PASSAGE TO READ ::
>> begin
How does an international wire transfer work?

If you need to quickly move money overseas, an international wire transfer is one way to do it. Wire transfers allow fast and secure transfers from one bank account to another even when the banks are in different countries.

What is an international wire transfer?

An international wire transfer is an electronic transfer of funds where the sender and receiver are in two different countries. If you're familiar with domestic wire transfers, they work similarly. There are just a few extra steps to account for the additional complexity of international money transfers.

A wire is an electronic transfer between banks. It's called a wire transfer because banks originally communicated over telegraph wires. Even though the technology has been modernized, little has changed about wire transfers. Banks participating in the wire transfer network can quickly communicate with each other to confirm that the sender actually has the funds to send money. This allows the receiver to know that the funds they receive are guaranteed. This is in contrast to a check or some ACH transfers where a payment could bounce.

When you do a wire transfer, physical cash doesn't actually move from one financial institution to another. Instead, banks add up the total money transferred to and from each bank. For example, Bank A might have a customer send a $1 million transfer to Bank B on the same day Bank B has two customers send $500,000 each to Bank A. When the transfer amounts between banks don't balance out, banks settle up behind the scenes. The recipient's bank doesn't need to wait to release funds because it knows the sender's bank has already verified them.

How does an international wire transfer work?

An international wire transfer works similarly to a standard bank transfer with a little extra paperwork.

  1. The sender completes an international wire transfer request. Depending on your bank, you can do this online, in a branch, by phone, or by faxing a form. Your bank may have limits on how much money you can send at a time. Most banks will raise this limit if you have an established account history and explain why you need a higher limit. The limit is mainly to prevent fraud.
>> end
DATA BLOCK ::
>> begin
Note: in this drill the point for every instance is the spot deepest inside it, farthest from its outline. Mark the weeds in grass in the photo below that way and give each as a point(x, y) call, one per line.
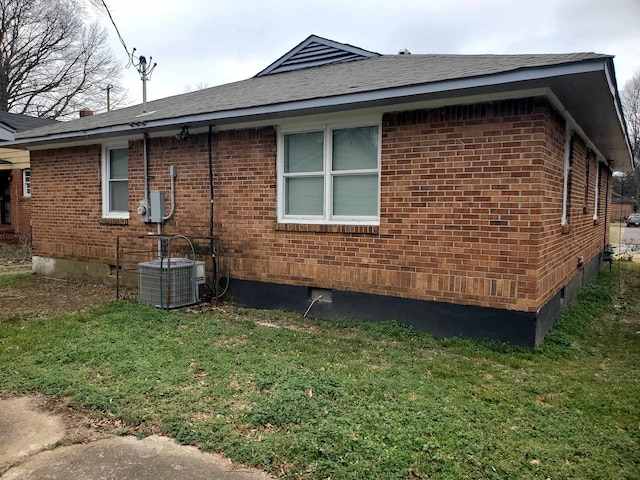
point(318, 399)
>> end
SHORT PROBLEM :: Continue the piece on international wire transfers, starting right after its final sentence.

EXPECTED ANSWER ::
  2. You will have to pay a wire transfer fee. If you're changing your money into a foreign currency, additional fees for currency conversion may apply.
  3. Your bank removes the funds from your account and sends the funds to the receiving bank. You will receive a confirmation you can send the recipient.
  4. Once your recipient's bank has received the funds, it will normally immediately release them to the recipient. However, funds availability policies may vary by bank.

In addition to a bank wire transfer, you can also use wire transfer services like Western Union or BILL. You will generally need to pay for an international wire transfer upfront using your bank balance or a debit card. Money transfer services often don't accept credit cards, and if they do, your credit card's cash advance fees and interest rates will likely apply.

What information is needed for an international wire transfer?

You will need the following information to complete an international wire transfer.

  • Recipient’s name or business name: The legal name of the person or business you're going to wire money to should match the name on their bank account.
  • Recipient's bank account number: This will usually be their international bank account number, or IBAN. While some people may be concerned about giving out account numbers, remember that the recipient's account number is also shown on their own checks as well as on the back of canceled checks that they have received and cashed.
  • Receiving bank's SWIFT code or BIC code: This bank identifier number is similar to an ABA routing number but used to identify banks in the international network. Part of the SWIFT/BIC code includes a country code.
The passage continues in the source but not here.